EXTRACT PROVIDED:

::::::::::

There are rules for how the tiles can be put together to make a legal tiling (see e.g. Diagrams for Penrose tiles). We defined a Tgraph (in Graphs, Kites and Darts) as a list of such half-tiles which are constrained to form a legal tiling but must also be connected with no crossing boundaries (see below).

As a simple example consider kingGraph (2 kites and 3 darts round a king vertex). We represent each half-tile as a TileFace with three vertex numbers, then apply makeTgraph to the list of ten Tilefaces. The function makeTgraph :: [TileFace] -> Tgraph performs the necessary checks to ensure the result is a valid Tgraph.

kingGraph :: Tgraph
kingGraph = makeTgraph 
  [LD (1,2,3),RD (1,11,2),LD (1,4,5),RD (1,3,4),LD (1,10,11)
  ,RD (1,9,10),LK (9,1,7),RK (9,7,8),RK (5,7,1),LK (5,6,7)
  ]

To view the Tgraph we simply form a diagram (in this case 2 diagrams horizontally separated by 1 unit)

  hsep 1 [labelled drawj kingGraph, draw kingGraph]

and the result is shown in figure 2 with labels and dashed join edges (left) and without labels and join edges (right).

Figure 2: kingGraph with labels and dashed join edges (left) and without (right). — Figure 2: `kingGraph` with labels and dashed join edges (left) and without (right).

The boundary of the Tgraph consists of the edges of half-tiles which are not shared with another half-tile, so they go round untiled/external regions. The no crossing boundary constraint (equivalently, locally tile-connected) means that a boundary vertex has exactly two incident boundary edges and therefore has a single external angle in the tiling. This ensures we can always locally determine the relative angles of tiles at a vertex. We say a collection of half-tiles is a valid Tgraph if it constitutes a legal tiling but also satisfies the connectedness and no crossing boundaries constraints.

Our key operations on Tgraphs are $\small\texttt{decompose}$ , $\small\texttt{force}$ , and $\small\texttt{compose}$ which are illustrated in figure 3.

Figure 3 shows the kingGraph with its decomposition above it (left), the result of forcing the kingGraph (right) and the composition of the forced kingGraph (bottom right).

Decompose

An important property of Penrose dart and kite tilings is that it is possible to divide the half-tile faces of a tiling into smaller half-tile faces, to form a new (smaller scale) tiling.

Figure 4: Decomposition of (left) half-tiles

Figure 4 illustrates the decomposition of a left-dart (top row) and a left-kite (bottom row). With our Tgraph representation we simply introduce new vertices for dart and kite long edges and kite join edges and then form the new faces using these. This does not involve any geometry, because that is taken care of by drawing operations.

Force

Figure 5 illustrates the rules used by our $\small\texttt{force}$ operation (we omit a mirror-reflected version of each rule).

::::::::::

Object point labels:
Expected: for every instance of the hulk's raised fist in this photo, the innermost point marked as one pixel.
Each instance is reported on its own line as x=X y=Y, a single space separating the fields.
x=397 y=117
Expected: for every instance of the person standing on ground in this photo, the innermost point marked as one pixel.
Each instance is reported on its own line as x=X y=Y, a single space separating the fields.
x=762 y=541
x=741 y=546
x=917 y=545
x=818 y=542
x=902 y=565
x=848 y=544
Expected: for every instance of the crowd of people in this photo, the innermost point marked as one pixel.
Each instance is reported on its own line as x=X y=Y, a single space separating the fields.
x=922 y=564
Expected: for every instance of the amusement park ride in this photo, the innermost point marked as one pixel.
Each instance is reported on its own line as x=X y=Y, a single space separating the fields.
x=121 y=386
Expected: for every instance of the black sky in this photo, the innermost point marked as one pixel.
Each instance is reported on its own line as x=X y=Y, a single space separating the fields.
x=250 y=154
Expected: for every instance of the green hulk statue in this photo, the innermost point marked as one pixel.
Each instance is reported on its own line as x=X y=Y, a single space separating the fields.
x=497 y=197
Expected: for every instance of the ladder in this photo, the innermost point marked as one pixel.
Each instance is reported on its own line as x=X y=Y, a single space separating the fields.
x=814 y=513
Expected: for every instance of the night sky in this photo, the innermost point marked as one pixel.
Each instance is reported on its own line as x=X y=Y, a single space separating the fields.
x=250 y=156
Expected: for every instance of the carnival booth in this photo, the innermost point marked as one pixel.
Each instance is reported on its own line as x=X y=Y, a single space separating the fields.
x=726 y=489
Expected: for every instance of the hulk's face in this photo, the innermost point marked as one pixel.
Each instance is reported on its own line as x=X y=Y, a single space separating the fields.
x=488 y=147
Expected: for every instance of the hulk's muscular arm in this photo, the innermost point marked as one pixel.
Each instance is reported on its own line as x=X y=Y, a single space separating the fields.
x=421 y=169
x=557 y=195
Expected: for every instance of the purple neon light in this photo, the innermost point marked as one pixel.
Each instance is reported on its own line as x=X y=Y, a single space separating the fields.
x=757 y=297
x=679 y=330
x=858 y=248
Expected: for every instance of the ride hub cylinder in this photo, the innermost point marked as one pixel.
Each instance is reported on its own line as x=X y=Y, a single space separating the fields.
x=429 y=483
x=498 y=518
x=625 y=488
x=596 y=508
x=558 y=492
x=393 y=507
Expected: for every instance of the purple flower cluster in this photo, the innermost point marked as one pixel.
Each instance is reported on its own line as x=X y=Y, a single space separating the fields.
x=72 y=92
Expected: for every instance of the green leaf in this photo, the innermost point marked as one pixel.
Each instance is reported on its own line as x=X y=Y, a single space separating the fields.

::::::::::

WRITTEN EXERCISE 1:
In the Penrose tiling text, what tiles surround the king vertex in kingGraph?
WRITTEN EXERCISE 2:
Write out the lines of the records from the line with "Expected: for every instance of the ladder" up to and including the line with "x=250 y=156".

TASK SOLUTION 1:
2 kites and 3 darts.

TASK SOLUTION 2:
Expected: for every instance of the ladder in this photo, the innermost point marked as one pixel.
Each instance is reported on its own line as x=X y=Y, a single space separating the fields.
x=814 y=513
Expected: for every instance of the night sky in this photo, the innermost point marked as one pixel.
Each instance is reported on its own line as x=X y=Y, a single space separating the fields.
x=250 y=156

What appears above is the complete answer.